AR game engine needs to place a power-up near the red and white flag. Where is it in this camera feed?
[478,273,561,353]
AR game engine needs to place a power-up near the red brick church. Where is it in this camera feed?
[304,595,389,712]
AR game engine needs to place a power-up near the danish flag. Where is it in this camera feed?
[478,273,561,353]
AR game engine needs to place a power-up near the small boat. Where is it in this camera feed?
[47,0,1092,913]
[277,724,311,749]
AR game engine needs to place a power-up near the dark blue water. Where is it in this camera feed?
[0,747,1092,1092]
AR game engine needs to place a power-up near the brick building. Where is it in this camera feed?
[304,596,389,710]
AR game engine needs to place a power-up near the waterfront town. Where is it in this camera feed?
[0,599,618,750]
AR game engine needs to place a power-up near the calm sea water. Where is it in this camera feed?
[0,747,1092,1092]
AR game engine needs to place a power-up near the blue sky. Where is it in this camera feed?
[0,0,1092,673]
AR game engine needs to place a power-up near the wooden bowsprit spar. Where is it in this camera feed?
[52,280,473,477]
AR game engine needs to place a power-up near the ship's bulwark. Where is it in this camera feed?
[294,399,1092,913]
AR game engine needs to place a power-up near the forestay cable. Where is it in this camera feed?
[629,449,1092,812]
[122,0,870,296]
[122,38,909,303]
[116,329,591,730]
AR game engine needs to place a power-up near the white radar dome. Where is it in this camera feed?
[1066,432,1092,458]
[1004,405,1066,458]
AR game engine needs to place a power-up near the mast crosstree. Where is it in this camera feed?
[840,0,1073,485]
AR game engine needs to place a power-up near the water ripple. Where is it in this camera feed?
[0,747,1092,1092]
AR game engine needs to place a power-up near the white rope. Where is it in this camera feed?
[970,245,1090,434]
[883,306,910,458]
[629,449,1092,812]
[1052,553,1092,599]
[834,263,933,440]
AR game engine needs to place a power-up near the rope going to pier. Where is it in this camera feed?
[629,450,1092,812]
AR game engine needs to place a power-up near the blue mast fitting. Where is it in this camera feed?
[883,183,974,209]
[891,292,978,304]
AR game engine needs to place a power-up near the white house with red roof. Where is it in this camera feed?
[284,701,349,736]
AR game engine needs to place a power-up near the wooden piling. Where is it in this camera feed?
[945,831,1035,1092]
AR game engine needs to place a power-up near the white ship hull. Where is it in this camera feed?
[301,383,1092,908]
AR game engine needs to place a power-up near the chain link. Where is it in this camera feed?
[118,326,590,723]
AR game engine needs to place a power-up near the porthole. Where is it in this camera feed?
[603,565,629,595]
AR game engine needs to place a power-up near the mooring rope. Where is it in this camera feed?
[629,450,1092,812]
==*==
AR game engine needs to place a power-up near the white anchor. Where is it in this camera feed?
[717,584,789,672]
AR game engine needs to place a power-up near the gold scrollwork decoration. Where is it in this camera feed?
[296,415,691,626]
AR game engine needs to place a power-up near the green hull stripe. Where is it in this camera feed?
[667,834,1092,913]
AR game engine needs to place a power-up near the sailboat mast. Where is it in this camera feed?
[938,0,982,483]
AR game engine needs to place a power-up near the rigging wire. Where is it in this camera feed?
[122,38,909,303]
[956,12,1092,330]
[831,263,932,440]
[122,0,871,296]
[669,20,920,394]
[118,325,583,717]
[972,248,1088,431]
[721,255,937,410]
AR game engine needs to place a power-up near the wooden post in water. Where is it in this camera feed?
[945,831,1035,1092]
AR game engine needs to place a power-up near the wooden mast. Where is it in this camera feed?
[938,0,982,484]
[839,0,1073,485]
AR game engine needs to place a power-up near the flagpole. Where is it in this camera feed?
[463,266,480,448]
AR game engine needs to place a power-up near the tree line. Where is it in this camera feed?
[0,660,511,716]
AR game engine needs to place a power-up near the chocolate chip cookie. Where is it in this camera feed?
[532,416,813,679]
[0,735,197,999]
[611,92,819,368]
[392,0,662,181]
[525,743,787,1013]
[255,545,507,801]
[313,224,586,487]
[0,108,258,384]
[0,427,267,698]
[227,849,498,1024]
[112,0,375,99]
==*==
* YOUR TASK *
Change "power-up" to "waypoint" in the records from the line with "the wooden post" up to and including the line with "[112,0,375,99]", and write out only those lines with everything else left as it is.

* SOLUTION TO THIS PROBLEM *
AR game engine needs to place a waypoint near the wooden post in water. Where is it in this camera feed?
[945,831,1035,1092]
AR game engine needs to place a waypoint near the wooden mast. Where is it in this camera feed?
[938,0,982,484]
[839,0,1073,485]
AR game engine needs to place a waypoint near the flagpole. Where is it in this camera feed?
[463,266,480,448]
AR game engine needs to place a waypoint near the tree line. Where is it in this camera feed?
[0,660,511,716]
AR game engine needs to place a waypoint near the chocolate chip cookie. Where is it in this camera feed?
[532,416,813,679]
[0,735,197,999]
[611,92,819,368]
[392,0,662,181]
[525,743,787,1013]
[255,545,507,801]
[313,224,586,487]
[0,108,258,384]
[0,427,267,698]
[227,849,498,1024]
[112,0,375,99]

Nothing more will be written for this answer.